-- Stated exercise --
Print the lines below verbatim, starting at the first line and ending at the line that contains "column 408, row 288", with both of those lines included. Leave the pictures out of your output.
-------- Dataset records
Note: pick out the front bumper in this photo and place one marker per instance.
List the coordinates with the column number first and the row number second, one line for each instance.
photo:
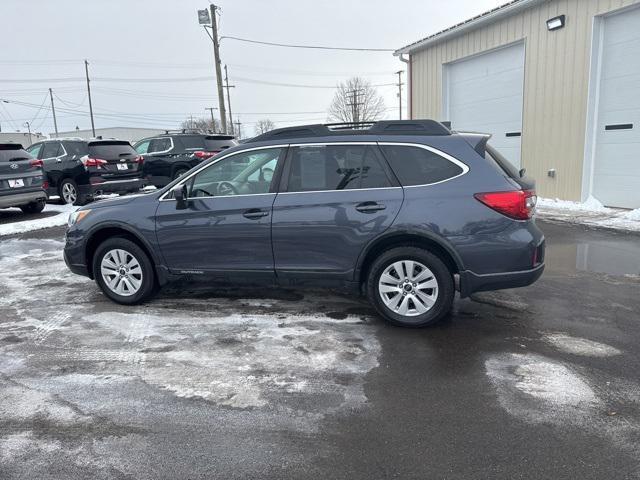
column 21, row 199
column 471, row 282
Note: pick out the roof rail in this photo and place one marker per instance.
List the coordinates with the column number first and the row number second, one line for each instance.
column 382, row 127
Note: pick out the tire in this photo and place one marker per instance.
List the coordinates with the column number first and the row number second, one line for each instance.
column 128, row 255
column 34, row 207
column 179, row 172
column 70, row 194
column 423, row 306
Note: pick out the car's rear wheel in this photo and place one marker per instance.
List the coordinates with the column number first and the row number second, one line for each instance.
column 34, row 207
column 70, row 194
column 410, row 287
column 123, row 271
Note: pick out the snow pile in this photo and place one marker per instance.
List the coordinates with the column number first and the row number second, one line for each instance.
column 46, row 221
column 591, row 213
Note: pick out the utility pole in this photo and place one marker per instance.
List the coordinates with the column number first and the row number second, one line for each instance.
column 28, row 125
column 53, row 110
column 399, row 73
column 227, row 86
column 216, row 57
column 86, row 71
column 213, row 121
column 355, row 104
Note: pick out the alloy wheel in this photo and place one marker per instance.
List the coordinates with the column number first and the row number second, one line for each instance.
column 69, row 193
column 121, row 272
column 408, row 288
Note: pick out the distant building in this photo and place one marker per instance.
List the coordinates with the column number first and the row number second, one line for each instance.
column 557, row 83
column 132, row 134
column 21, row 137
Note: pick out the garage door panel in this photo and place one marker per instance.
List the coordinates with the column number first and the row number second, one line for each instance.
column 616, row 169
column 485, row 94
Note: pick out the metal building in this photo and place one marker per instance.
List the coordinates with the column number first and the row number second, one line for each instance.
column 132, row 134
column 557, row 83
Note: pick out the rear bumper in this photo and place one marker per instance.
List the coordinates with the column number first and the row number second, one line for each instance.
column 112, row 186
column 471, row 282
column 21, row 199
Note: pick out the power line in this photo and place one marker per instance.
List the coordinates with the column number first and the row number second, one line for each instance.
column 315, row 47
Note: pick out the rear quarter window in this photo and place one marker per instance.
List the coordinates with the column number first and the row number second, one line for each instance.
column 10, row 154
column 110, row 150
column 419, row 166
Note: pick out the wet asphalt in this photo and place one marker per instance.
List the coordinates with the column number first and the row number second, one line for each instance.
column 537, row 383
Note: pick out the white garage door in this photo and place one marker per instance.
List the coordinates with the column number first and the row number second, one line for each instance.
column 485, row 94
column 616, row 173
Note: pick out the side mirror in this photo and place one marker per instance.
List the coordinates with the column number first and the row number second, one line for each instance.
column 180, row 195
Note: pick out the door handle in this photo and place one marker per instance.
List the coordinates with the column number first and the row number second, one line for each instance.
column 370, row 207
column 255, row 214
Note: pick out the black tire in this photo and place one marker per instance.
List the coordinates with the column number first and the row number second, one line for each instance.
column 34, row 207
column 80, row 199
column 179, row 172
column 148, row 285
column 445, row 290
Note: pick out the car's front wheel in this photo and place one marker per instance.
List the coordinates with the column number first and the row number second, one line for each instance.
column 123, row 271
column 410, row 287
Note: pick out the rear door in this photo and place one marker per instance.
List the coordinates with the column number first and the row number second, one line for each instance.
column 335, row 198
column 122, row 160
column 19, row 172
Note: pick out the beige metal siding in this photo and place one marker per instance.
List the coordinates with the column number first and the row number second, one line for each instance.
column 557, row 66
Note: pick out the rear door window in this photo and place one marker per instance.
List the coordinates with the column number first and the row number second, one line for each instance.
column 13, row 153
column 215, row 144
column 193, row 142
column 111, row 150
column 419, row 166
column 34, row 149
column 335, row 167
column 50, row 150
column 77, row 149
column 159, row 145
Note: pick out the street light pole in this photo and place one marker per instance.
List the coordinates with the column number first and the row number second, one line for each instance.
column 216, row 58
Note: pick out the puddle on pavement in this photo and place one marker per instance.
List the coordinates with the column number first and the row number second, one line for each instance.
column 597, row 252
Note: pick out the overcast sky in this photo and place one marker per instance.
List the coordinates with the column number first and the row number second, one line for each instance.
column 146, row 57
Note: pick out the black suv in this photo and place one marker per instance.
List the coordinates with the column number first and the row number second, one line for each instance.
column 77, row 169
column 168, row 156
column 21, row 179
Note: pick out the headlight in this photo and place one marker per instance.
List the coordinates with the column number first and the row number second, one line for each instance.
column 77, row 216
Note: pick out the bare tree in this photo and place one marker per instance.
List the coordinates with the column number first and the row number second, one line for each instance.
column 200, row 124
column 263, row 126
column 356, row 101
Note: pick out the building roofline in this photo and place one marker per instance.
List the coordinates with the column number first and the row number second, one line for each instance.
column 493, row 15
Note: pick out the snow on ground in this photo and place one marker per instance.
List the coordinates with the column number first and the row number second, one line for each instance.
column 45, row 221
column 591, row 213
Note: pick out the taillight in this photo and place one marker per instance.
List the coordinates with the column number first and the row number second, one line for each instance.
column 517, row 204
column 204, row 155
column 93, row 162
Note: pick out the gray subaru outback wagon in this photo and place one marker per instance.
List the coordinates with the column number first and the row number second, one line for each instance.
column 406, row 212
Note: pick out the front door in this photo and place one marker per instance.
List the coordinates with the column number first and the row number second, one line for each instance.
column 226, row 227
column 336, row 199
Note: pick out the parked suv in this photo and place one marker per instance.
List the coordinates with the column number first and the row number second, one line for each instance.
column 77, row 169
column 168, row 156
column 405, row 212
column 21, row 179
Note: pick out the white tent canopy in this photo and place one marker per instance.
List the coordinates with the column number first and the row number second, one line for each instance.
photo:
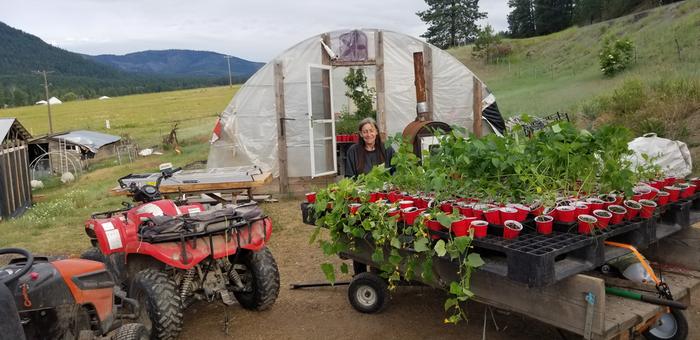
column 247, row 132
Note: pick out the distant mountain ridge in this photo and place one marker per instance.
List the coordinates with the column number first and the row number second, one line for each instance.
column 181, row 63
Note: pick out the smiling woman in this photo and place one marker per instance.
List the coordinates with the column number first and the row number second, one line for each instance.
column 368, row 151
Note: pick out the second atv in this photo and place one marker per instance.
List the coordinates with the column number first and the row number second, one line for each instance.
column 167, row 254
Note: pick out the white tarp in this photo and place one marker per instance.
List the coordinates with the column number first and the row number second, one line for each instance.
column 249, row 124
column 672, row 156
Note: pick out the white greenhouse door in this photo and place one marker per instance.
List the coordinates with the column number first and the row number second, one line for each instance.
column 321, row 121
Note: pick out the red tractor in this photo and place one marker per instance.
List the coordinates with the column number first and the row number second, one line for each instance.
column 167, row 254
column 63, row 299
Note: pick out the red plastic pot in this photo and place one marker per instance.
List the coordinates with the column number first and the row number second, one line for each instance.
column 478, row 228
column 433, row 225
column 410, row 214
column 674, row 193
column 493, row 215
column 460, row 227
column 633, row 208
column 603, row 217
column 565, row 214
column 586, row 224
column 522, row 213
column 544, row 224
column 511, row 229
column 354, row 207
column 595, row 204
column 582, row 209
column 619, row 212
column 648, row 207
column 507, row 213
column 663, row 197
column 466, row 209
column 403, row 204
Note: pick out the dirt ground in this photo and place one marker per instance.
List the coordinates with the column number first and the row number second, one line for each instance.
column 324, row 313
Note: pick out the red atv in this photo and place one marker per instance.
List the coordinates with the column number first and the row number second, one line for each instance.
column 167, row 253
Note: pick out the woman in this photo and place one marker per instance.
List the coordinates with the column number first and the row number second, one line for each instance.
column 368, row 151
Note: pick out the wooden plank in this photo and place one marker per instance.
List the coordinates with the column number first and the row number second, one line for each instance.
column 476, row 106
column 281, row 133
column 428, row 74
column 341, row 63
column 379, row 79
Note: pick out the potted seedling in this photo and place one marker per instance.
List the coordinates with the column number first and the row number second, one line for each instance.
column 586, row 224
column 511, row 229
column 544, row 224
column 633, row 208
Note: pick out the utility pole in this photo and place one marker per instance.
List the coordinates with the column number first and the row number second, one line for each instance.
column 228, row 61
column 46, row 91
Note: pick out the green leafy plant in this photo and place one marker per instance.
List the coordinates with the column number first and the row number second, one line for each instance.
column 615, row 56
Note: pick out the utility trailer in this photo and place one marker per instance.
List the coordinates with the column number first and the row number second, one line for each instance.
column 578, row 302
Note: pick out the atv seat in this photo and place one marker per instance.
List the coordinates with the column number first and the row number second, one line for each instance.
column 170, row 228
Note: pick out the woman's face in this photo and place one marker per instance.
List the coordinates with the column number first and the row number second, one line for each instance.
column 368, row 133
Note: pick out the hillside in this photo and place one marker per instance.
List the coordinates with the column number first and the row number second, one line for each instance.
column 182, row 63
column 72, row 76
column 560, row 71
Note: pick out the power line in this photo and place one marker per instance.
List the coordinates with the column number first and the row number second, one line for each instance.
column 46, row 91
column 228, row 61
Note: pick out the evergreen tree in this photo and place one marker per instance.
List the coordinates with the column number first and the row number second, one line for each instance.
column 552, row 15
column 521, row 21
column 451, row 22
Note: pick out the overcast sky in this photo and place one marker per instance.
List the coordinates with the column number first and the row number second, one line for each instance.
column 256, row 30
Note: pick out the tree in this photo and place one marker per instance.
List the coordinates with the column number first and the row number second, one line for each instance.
----------------
-- Task output --
Note: pick out the front bumper in this photo and place one marker per instance.
List the coordinates with the column number first and the row number second, one line for each instance.
photo:
column 21, row 199
column 471, row 282
Note: pick out the roof rail in this photo and place one marker per instance.
List the coordinates with the column number first and the row number second, one line for each instance.
column 382, row 127
Note: pick out the tire in this photo and place one marker per instance.
List the coordinates with the column number first and the row number second, one line for each instance.
column 128, row 255
column 34, row 207
column 179, row 172
column 70, row 194
column 423, row 306
Note: pick out the car's rear wheel in this photo and place one marker per instance.
List the coordinates with the column number first and the row number second, one line for each instance.
column 34, row 207
column 70, row 194
column 410, row 287
column 123, row 271
Note: pick out the snow pile in this photo and place one marker per instance.
List the coordinates with the column number first and the row number second, one line for each instance.
column 46, row 221
column 591, row 213
Note: pick out the utility pole in this photo and place one marker per instance.
List the coordinates with the column number first and the row number second, one line for each instance.
column 28, row 125
column 53, row 110
column 399, row 73
column 227, row 86
column 216, row 57
column 86, row 71
column 213, row 121
column 355, row 104
Note: pick out the alloy wheel in this photo and place one marker per instance.
List the coordinates with the column number first and the row number second, one line for each instance.
column 69, row 193
column 121, row 272
column 408, row 288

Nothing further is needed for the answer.